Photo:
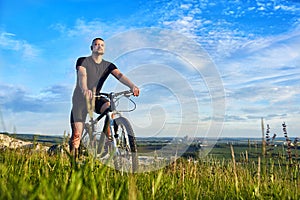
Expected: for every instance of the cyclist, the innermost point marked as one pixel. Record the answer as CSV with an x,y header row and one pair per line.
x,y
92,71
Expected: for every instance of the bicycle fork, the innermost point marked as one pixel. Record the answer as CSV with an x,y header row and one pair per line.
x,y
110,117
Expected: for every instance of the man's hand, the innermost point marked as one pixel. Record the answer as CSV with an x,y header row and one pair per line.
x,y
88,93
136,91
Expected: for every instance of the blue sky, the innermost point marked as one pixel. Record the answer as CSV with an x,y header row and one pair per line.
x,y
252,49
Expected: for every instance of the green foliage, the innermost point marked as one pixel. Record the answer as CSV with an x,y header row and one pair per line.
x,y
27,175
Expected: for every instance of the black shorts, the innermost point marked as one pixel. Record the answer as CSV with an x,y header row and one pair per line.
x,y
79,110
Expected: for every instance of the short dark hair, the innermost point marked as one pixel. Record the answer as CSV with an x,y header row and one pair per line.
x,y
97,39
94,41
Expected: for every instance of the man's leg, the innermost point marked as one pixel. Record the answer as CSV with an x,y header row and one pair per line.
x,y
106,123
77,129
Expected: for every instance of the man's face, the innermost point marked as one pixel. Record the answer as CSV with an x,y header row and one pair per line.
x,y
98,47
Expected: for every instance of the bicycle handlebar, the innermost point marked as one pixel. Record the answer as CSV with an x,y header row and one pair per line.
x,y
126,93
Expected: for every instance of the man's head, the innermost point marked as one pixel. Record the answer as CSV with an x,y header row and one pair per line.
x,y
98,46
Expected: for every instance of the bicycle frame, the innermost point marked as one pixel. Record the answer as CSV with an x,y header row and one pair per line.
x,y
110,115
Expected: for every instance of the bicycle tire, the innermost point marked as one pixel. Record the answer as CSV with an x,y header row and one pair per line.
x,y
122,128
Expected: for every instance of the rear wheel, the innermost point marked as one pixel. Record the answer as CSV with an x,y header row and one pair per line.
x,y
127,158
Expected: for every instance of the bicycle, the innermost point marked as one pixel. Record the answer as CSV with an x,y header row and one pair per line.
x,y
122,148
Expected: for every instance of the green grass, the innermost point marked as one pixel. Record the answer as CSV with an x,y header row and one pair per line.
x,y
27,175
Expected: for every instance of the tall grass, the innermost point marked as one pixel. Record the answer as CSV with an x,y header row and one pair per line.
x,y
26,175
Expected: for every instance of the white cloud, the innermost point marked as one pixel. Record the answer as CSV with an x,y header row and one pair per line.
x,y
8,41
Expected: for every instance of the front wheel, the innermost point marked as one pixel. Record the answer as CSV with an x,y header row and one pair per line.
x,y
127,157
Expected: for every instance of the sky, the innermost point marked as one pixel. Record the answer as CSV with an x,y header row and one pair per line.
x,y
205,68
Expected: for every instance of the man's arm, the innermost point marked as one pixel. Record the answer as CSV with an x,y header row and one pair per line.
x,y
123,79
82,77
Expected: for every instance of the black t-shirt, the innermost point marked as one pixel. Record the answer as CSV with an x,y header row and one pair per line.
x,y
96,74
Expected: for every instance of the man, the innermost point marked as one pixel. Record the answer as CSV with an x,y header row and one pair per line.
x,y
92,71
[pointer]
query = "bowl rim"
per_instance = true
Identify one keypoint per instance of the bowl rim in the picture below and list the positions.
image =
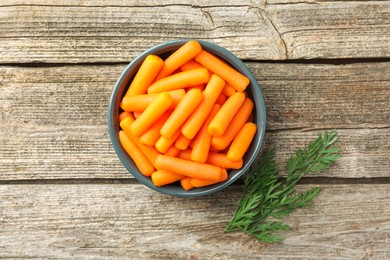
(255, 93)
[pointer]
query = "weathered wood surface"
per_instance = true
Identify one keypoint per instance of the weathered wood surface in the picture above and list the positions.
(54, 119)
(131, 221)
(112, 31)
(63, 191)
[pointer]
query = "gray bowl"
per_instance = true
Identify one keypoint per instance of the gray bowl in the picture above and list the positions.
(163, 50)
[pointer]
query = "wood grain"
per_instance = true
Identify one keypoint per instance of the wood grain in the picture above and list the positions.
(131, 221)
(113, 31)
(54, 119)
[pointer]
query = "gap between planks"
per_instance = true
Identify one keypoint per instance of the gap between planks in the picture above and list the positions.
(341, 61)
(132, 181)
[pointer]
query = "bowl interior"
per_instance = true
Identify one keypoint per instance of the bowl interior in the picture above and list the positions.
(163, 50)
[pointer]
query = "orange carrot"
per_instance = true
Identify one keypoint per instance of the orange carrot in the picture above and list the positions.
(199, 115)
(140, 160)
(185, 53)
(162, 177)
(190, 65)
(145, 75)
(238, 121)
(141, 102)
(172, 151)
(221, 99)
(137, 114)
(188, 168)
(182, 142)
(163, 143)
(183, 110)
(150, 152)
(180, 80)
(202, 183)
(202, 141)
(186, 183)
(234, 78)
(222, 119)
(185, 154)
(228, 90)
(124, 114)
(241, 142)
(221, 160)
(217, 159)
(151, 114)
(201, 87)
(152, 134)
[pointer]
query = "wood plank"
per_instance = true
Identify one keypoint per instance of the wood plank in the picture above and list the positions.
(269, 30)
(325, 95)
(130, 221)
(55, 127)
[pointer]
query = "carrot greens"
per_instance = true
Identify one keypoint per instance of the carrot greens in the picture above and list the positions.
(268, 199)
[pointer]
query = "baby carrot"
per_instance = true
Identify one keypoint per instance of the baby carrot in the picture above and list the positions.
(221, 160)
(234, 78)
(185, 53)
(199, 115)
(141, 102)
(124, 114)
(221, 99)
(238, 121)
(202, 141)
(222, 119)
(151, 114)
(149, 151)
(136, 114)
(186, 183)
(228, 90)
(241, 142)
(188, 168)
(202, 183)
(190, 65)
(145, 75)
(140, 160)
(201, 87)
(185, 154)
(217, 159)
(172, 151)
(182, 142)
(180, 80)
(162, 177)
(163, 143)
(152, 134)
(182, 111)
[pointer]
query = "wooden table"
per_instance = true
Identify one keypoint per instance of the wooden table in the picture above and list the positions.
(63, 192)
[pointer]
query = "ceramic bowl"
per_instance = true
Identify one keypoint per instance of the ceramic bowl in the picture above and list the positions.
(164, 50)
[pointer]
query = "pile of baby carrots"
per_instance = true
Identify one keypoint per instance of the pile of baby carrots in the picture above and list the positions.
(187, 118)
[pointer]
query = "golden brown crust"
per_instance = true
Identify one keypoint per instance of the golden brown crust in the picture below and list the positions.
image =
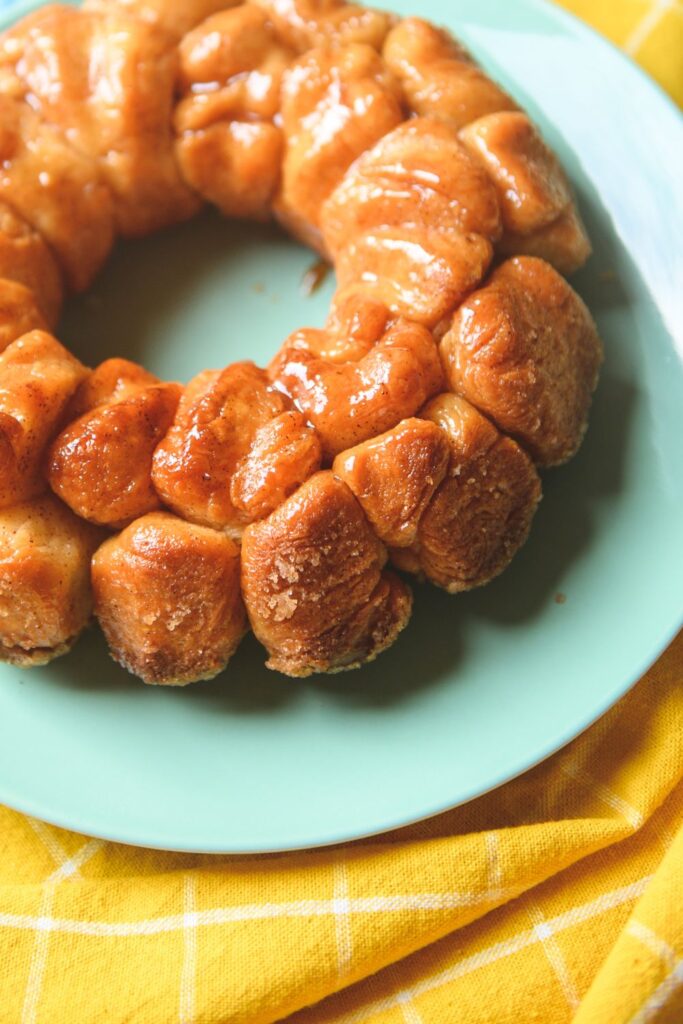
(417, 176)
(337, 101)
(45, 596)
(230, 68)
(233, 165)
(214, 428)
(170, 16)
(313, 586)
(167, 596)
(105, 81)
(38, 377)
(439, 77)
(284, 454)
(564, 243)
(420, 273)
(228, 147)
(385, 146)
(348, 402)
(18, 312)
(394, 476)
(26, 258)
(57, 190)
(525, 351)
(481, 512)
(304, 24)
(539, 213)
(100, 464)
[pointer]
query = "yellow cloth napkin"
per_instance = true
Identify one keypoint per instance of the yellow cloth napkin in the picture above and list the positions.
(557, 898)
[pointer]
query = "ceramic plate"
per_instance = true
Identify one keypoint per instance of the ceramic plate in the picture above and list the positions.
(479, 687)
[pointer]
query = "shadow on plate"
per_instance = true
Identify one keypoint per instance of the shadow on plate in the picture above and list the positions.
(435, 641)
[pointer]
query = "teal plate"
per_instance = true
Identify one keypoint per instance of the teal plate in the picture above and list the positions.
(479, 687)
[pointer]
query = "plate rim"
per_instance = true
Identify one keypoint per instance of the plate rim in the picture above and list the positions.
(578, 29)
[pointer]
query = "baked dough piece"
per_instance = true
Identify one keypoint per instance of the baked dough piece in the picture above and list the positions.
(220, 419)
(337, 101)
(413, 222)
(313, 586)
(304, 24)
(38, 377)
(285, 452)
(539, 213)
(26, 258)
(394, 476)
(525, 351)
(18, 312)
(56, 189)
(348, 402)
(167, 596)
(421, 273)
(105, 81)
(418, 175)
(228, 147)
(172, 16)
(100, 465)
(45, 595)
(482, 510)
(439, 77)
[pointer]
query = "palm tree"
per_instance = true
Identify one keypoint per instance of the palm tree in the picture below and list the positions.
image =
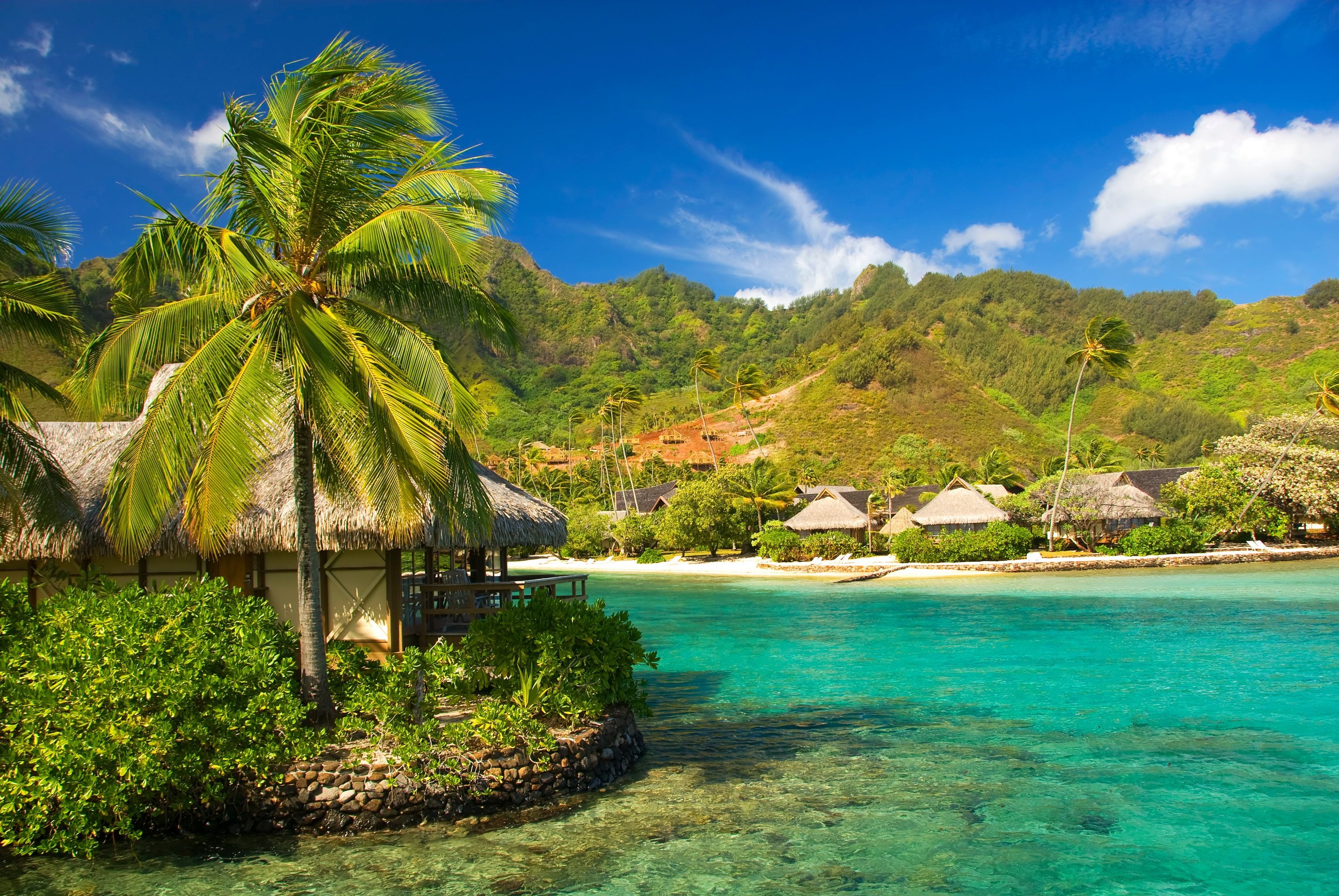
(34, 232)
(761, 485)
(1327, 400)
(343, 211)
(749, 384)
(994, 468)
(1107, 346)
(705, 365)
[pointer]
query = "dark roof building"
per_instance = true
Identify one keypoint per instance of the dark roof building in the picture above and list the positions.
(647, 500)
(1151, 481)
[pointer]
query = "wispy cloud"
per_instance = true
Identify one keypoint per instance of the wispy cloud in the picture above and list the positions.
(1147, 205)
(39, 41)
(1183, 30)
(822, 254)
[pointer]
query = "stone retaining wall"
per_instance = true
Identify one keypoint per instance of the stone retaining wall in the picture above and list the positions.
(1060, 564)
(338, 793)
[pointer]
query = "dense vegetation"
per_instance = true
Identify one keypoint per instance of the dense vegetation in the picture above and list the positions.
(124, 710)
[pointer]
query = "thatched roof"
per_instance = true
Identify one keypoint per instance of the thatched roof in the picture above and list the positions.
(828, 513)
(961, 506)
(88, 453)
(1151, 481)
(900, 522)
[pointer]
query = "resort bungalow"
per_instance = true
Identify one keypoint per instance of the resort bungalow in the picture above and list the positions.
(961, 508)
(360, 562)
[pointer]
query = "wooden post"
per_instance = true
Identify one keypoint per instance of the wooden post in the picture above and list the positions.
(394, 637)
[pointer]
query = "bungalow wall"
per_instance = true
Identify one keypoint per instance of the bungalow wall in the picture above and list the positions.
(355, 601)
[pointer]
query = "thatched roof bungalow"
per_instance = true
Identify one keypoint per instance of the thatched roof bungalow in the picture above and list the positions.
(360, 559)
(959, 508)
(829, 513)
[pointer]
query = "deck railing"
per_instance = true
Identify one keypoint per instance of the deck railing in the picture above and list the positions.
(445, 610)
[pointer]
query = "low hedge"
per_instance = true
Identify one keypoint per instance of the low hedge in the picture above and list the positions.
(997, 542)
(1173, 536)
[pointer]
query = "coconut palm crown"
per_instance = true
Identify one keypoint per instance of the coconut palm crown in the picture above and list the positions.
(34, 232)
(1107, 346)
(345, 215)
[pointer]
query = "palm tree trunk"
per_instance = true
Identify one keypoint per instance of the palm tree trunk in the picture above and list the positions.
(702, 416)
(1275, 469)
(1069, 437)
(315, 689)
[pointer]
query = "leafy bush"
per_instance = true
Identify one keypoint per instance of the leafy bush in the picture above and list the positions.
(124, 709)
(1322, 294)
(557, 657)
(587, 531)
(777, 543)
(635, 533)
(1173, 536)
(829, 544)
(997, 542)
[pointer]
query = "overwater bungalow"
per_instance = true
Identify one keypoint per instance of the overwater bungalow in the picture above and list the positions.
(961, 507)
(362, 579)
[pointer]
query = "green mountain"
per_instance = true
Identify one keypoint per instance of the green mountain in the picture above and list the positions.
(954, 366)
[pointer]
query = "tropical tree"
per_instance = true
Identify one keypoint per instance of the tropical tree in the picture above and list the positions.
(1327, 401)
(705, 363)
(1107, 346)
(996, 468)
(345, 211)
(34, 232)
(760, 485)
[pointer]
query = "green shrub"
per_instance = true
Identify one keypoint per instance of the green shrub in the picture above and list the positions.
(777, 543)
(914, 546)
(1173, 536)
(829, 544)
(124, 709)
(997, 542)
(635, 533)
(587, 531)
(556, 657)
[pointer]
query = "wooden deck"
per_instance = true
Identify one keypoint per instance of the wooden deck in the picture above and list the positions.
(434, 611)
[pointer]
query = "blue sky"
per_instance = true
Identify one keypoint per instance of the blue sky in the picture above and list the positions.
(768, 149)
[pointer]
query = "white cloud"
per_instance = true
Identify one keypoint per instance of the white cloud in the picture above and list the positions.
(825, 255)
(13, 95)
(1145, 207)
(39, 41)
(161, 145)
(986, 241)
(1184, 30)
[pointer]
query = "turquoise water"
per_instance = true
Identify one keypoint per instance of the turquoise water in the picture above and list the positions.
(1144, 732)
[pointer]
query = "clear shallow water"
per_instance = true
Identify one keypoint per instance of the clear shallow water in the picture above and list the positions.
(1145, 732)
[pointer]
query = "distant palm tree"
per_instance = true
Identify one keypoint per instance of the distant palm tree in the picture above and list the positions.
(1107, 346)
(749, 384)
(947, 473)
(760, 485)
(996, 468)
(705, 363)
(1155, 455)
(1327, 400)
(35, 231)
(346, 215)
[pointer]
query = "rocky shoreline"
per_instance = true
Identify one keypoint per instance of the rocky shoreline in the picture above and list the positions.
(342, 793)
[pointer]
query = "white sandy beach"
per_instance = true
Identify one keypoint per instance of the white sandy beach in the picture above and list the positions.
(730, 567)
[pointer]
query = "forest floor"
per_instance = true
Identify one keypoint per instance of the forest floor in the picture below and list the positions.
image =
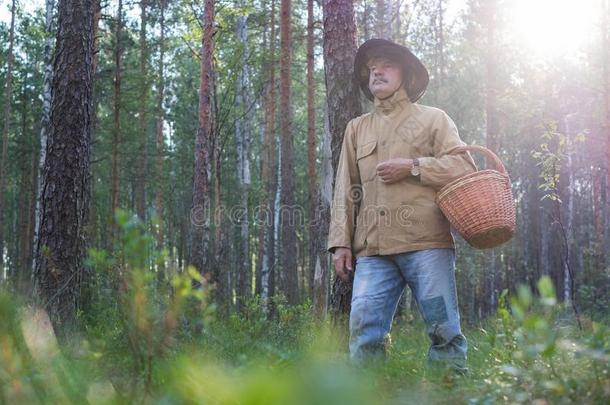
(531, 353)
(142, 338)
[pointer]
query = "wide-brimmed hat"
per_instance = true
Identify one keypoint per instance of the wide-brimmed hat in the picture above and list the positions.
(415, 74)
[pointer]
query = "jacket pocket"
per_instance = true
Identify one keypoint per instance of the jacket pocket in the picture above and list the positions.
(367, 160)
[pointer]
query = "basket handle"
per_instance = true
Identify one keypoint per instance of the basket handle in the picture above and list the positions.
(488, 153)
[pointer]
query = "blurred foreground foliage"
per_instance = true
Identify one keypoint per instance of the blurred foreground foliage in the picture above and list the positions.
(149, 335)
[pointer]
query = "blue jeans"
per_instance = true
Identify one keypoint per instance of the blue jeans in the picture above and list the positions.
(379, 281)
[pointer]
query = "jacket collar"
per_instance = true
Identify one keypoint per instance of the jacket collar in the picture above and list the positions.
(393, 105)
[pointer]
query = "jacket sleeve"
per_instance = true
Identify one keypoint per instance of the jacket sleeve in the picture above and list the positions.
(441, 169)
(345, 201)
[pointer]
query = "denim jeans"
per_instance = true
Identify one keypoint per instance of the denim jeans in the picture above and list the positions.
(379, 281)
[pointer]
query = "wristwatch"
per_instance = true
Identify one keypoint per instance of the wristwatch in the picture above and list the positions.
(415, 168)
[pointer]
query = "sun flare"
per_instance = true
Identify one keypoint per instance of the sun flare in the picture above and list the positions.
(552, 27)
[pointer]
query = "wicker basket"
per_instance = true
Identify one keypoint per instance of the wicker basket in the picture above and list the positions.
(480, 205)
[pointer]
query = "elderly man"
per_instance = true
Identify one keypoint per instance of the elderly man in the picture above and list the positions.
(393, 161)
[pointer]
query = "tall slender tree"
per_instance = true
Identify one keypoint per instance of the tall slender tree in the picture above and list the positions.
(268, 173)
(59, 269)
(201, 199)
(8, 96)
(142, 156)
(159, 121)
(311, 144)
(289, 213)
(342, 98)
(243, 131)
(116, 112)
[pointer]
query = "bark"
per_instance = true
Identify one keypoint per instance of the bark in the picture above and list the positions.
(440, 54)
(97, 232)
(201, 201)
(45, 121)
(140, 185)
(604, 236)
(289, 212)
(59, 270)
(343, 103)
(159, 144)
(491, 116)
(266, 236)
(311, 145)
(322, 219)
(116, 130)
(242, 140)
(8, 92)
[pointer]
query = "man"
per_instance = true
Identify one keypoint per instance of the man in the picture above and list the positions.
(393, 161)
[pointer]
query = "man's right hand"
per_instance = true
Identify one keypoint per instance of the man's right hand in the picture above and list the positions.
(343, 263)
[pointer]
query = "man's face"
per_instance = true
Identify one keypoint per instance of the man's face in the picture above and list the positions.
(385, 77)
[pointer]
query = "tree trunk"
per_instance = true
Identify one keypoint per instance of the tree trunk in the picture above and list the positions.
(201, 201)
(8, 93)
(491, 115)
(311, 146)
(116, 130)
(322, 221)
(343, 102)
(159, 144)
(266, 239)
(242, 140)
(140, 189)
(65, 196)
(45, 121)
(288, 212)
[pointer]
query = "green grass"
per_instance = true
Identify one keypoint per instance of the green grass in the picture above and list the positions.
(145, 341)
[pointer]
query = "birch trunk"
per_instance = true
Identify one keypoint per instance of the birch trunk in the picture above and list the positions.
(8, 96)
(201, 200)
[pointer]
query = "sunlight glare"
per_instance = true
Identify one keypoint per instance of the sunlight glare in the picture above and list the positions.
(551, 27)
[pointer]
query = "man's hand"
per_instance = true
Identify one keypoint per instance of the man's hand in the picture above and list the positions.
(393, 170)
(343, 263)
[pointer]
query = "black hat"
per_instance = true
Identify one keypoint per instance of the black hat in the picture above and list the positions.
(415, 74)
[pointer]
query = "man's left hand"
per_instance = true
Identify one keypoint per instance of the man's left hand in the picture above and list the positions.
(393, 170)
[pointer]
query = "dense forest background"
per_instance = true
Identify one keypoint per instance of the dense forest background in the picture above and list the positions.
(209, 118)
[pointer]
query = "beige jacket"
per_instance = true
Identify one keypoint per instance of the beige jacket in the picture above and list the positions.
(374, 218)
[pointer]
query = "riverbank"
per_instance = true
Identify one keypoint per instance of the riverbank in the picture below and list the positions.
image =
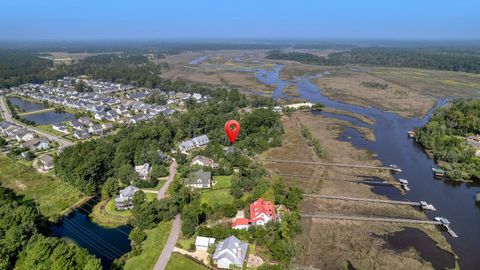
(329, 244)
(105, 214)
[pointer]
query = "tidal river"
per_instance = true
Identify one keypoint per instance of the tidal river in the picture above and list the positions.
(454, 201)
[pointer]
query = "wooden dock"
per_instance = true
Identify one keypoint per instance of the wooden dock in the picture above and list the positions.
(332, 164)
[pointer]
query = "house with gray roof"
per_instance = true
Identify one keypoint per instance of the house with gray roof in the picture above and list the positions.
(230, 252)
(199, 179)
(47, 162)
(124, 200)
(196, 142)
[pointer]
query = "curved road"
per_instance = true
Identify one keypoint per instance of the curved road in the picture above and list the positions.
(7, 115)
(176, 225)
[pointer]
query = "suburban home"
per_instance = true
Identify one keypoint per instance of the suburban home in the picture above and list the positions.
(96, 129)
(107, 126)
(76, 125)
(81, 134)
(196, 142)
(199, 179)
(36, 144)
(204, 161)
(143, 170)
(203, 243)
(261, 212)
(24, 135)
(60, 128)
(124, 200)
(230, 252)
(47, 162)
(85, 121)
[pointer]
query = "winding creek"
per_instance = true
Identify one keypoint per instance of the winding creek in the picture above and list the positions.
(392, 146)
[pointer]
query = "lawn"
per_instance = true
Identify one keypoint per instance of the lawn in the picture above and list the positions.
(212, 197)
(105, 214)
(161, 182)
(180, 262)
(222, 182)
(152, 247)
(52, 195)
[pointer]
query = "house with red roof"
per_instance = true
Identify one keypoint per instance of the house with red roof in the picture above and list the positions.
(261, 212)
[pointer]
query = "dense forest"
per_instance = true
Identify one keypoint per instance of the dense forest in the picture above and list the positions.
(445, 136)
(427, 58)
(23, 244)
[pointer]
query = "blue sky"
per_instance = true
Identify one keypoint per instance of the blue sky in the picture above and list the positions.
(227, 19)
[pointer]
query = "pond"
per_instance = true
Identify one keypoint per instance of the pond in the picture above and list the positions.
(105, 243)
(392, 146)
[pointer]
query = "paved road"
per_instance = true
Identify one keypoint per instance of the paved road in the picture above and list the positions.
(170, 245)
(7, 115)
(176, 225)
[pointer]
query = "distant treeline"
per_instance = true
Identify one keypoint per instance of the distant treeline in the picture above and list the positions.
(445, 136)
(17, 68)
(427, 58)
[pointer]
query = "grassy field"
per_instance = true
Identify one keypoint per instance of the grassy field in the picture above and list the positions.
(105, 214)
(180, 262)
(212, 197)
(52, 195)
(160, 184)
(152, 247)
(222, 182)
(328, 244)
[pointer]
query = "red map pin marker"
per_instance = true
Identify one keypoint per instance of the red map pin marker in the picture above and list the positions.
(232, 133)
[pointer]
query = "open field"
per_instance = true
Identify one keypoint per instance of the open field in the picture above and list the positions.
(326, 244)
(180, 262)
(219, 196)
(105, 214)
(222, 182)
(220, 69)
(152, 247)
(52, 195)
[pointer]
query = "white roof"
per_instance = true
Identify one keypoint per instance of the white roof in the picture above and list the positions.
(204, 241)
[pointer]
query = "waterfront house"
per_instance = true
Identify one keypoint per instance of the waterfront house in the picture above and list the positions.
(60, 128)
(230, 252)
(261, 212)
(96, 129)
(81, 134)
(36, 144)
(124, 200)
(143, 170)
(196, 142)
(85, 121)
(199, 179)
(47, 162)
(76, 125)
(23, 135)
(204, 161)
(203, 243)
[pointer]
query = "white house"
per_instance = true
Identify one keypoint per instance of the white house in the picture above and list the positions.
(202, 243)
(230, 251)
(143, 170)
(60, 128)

* * * *

Count the lines of the material above that contain the string "road", where case matters. Give only the number.

4